WHAT YOU HAVE TO DO - The answer should be the lines from the one with "of the ceiling" through the final line of the entries, restated word for word.
━━━ WORKING DATA
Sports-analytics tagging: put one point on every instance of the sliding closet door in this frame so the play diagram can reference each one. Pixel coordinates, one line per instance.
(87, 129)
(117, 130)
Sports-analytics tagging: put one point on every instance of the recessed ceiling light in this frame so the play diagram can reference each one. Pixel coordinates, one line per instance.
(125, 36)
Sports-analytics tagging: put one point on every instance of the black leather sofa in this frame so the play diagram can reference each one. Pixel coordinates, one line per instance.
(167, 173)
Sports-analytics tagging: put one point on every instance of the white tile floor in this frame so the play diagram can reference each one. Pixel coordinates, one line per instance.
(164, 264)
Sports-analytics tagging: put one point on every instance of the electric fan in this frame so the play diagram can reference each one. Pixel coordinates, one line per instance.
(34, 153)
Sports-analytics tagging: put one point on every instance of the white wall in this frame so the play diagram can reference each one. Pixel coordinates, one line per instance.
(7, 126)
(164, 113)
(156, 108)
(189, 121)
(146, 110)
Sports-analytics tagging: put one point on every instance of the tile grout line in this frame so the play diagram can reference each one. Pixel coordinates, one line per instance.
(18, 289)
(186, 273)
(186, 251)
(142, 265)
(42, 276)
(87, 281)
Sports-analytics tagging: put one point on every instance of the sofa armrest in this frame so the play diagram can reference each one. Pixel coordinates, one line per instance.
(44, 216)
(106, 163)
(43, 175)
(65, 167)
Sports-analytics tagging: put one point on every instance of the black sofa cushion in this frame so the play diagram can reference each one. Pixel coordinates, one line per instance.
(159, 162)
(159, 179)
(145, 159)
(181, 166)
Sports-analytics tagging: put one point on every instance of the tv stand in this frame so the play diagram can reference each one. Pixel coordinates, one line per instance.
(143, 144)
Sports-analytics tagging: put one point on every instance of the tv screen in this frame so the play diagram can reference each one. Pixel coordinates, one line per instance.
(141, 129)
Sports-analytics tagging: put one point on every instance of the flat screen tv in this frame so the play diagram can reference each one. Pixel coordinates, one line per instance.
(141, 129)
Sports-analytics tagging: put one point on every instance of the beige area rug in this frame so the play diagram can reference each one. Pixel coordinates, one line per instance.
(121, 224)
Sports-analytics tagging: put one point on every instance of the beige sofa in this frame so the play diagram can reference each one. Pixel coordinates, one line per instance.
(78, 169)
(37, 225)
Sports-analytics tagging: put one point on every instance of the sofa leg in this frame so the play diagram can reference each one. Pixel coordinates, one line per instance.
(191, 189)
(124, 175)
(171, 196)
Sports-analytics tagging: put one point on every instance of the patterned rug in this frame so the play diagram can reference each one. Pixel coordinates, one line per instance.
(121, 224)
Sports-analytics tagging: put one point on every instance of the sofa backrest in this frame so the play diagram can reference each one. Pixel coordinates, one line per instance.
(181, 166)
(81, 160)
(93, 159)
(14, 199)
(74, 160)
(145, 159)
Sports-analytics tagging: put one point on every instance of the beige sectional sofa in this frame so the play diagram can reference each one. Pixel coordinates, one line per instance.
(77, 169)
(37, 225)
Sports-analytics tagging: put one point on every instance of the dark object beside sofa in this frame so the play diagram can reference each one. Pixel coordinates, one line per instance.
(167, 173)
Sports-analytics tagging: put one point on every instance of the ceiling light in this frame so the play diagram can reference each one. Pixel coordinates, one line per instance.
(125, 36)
━━━━━━
SOLUTION FOR THIS TASK -
Sports-analytics tagging: put one point on every instance of the ceiling light in this frame so the play diagram can reference each one. Pixel coordinates, one line per instance.
(125, 36)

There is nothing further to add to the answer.